▶ _SUPPLIED DATA_:

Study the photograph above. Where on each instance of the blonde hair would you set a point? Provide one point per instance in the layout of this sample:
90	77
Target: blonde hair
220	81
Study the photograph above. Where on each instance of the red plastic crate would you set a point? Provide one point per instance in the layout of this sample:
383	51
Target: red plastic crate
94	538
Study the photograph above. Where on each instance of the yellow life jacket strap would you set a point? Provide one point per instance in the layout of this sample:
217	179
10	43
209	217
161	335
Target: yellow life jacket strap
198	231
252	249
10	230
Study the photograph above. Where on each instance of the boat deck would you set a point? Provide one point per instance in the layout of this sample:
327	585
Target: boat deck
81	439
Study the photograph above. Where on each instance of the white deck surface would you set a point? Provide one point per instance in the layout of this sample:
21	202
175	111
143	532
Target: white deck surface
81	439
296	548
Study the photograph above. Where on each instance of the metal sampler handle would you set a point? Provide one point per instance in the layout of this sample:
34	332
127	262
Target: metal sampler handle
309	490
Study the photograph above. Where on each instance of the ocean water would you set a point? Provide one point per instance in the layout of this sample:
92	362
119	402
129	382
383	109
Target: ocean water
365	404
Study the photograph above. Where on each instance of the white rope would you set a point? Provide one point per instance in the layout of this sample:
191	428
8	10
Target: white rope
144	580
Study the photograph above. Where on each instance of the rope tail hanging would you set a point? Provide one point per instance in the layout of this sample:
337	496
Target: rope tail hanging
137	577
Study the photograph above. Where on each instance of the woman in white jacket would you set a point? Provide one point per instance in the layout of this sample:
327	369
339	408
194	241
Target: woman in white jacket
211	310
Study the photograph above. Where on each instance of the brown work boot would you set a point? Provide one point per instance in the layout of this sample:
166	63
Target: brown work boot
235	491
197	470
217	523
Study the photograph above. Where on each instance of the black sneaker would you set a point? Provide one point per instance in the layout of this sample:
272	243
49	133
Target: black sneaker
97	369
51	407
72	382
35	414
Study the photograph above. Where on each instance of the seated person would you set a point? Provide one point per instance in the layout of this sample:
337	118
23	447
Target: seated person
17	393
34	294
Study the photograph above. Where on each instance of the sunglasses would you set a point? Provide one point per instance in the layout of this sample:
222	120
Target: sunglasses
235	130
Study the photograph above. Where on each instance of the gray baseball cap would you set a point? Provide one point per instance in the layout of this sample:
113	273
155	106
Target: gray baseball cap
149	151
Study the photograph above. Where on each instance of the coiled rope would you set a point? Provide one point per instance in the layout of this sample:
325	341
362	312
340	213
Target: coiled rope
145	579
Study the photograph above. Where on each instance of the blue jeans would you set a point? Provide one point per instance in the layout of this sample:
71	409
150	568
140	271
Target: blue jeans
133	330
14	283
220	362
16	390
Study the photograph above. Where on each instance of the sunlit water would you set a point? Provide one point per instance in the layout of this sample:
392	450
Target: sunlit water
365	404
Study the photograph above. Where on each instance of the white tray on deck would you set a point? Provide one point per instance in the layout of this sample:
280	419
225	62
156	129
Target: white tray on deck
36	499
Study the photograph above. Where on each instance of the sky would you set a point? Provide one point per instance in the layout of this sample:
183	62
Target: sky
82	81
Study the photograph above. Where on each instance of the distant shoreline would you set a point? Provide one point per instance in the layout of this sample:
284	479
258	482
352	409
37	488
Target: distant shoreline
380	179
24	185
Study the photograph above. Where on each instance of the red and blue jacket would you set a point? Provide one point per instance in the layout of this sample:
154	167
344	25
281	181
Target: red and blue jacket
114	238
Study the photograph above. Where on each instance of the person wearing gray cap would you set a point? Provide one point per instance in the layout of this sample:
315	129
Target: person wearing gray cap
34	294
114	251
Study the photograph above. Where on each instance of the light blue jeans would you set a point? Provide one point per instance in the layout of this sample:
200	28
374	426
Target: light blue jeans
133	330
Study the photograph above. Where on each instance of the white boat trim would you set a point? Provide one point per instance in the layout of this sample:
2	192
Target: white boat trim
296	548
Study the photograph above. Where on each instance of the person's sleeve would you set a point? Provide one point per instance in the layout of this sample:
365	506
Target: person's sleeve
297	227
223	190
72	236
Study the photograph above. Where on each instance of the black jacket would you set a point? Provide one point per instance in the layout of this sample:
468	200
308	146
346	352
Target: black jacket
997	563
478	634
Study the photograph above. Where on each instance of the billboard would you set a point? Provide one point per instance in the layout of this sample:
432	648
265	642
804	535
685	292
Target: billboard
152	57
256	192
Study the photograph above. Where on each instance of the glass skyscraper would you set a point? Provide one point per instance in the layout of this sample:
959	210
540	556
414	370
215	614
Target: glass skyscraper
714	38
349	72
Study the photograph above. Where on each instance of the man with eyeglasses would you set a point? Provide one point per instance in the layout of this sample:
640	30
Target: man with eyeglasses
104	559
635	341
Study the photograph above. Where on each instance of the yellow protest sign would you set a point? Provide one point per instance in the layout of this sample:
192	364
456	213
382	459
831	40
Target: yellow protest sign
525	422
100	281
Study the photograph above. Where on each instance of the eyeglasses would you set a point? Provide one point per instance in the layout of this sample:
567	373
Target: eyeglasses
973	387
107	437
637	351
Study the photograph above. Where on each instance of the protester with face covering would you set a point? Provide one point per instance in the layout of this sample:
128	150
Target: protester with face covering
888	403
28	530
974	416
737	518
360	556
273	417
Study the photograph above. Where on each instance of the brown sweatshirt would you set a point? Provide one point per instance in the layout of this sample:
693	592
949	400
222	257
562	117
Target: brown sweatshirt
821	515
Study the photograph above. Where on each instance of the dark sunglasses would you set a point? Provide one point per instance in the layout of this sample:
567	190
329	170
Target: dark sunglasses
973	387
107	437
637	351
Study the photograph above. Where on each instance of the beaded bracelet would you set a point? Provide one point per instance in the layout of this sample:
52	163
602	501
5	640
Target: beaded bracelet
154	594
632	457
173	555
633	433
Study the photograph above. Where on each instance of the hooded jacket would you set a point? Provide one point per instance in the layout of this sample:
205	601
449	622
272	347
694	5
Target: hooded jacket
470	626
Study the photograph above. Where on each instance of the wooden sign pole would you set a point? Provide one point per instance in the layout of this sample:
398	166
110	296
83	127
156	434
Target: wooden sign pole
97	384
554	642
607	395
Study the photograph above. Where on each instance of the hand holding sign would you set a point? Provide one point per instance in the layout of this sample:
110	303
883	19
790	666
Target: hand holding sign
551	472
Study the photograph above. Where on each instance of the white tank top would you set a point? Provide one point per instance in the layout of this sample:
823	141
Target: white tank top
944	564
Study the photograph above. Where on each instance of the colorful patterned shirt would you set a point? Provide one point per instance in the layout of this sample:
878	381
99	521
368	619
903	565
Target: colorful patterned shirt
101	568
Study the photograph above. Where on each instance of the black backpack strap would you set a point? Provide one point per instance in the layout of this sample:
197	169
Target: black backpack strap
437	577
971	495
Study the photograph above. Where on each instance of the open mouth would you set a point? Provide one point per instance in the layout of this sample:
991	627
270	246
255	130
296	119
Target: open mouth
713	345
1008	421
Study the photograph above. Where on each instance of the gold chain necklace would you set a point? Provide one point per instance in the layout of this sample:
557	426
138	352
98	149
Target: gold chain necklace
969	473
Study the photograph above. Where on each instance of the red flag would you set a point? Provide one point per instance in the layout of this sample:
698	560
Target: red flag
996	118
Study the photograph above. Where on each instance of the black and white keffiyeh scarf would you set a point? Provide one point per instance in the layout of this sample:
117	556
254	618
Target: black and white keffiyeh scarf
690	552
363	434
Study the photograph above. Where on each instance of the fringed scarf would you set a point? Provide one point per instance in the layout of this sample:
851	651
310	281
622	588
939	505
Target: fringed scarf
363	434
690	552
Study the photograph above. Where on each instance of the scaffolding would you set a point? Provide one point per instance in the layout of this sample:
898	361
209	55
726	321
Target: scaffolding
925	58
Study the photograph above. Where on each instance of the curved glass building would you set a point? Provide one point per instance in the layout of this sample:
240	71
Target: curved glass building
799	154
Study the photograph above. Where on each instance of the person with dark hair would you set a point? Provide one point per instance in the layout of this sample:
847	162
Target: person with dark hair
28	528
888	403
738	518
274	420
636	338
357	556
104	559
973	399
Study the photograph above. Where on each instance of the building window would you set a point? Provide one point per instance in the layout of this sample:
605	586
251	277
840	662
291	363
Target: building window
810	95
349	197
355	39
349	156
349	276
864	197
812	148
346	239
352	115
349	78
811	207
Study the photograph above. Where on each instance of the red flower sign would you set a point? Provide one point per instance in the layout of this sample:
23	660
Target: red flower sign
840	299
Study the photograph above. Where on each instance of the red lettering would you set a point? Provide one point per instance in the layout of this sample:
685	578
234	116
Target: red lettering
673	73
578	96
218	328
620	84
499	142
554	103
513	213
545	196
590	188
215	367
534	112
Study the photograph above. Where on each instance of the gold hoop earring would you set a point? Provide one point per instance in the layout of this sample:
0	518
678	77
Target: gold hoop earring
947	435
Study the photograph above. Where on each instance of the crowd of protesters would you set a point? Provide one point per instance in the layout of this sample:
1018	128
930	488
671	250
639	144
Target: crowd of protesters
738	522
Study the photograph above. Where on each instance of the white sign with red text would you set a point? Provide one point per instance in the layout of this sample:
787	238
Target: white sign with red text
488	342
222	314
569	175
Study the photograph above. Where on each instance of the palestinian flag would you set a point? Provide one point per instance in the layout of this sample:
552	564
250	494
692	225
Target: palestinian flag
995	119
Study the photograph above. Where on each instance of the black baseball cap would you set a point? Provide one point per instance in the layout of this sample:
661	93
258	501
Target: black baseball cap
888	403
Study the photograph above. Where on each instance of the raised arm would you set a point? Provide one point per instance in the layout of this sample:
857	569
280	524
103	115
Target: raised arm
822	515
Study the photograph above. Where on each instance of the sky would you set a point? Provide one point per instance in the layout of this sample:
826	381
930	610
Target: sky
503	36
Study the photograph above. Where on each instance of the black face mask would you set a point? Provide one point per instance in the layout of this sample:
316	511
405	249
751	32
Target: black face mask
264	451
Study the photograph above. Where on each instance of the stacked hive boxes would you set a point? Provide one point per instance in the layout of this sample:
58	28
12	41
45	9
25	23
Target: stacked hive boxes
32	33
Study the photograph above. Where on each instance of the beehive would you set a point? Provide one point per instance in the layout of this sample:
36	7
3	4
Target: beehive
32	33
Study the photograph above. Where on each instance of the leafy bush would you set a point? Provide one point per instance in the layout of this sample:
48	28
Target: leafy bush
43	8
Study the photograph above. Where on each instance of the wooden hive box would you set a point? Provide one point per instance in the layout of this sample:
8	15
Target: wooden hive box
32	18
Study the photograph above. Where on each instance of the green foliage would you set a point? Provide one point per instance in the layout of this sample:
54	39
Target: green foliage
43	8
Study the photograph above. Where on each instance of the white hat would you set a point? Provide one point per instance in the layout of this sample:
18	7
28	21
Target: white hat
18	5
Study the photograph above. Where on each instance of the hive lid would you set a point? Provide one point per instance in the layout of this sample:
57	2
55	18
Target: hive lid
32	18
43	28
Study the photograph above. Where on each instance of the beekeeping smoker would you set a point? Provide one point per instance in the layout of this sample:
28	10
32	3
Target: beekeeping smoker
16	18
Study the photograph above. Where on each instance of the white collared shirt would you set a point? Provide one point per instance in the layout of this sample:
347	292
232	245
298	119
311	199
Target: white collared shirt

▶ _WRITTEN INSTRUCTION_: Starting from the line containing "Study the photograph above. Where on each instance of the leafy", repeat each line through the end of the entries, exactly.

▶ _EXERCISE ANSWER_:
Study the photograph above. Where on each instance of the leafy bush would you set a point? Provide one point per instance in the layout of this sample:
48	28
Target: leafy bush
43	8
Study the photograph above. Where on each instance of the wooden hive box would you set a point? Provide one point per instance in the layout of this sample:
8	15
Target: wooden hive box
32	18
Study the photograph above. Where on each instance of the green foliage would you set a point? Provide one point per instance in the layout of this sample:
54	39
Target: green foliage
43	8
Study the photograph above. Where on each instance of the white hat would you set a point? Provide one point per instance in the layout of this sample:
18	7
28	21
Target: white hat
18	5
Study the photograph above. Where on each instance of the hive lid would you set a point? Provide one point per instance in the layout of this sample:
57	2
55	18
Target: hive lid
32	18
43	28
Study the photograph above. Where on each instance of the beekeeping smoker would you set a point? Provide one point per instance in the layout of this sample:
28	10
32	3
Target: beekeeping smoker
16	18
Study the photograph above. Where on each instance of the white collared shirt would you set a point? Provide one point per instance in the layout of this sample:
347	292
232	245
298	119
311	199
Target: white collared shirt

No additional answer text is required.